Data supplied |

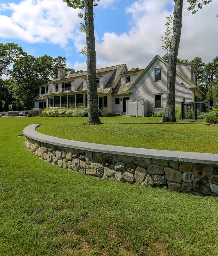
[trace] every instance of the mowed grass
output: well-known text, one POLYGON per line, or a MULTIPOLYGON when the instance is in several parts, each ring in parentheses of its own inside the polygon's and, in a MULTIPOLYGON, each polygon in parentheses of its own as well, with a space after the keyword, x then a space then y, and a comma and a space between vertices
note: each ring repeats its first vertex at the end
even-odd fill
POLYGON ((166 123, 159 122, 160 118, 115 117, 102 117, 103 124, 90 126, 82 124, 87 122, 85 118, 44 118, 37 131, 60 138, 125 147, 218 153, 218 127, 204 122, 166 123))
MULTIPOLYGON (((218 255, 217 198, 69 171, 39 159, 17 137, 31 123, 52 129, 85 120, 0 118, 0 255, 218 255)), ((91 136, 100 128, 85 129, 91 136)))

Problem details | Reproduce every line of the items above word for word, leaving out the pictures.

The completed task |
[trace] every instance of the mowed grass
output: well-known text, one POLYGON per line, or a MULTIPOLYGON when the instance is in several parts, each ring in parentheses of its own inside the polygon's and, in a MULTIPOLYGON, each polygon in parentheses of its own as well, with a space after the keyword, x then a space then y, and a comma and a space between vertices
note: each ring repeats its first vertex at the end
even-odd fill
POLYGON ((166 123, 159 122, 160 118, 115 117, 102 117, 103 124, 90 126, 82 124, 87 122, 85 118, 44 118, 37 131, 60 138, 125 147, 218 153, 218 127, 204 122, 166 123))
MULTIPOLYGON (((218 255, 217 198, 69 171, 39 159, 17 137, 31 123, 52 129, 85 120, 0 118, 0 255, 218 255)), ((91 136, 100 128, 85 129, 91 136)))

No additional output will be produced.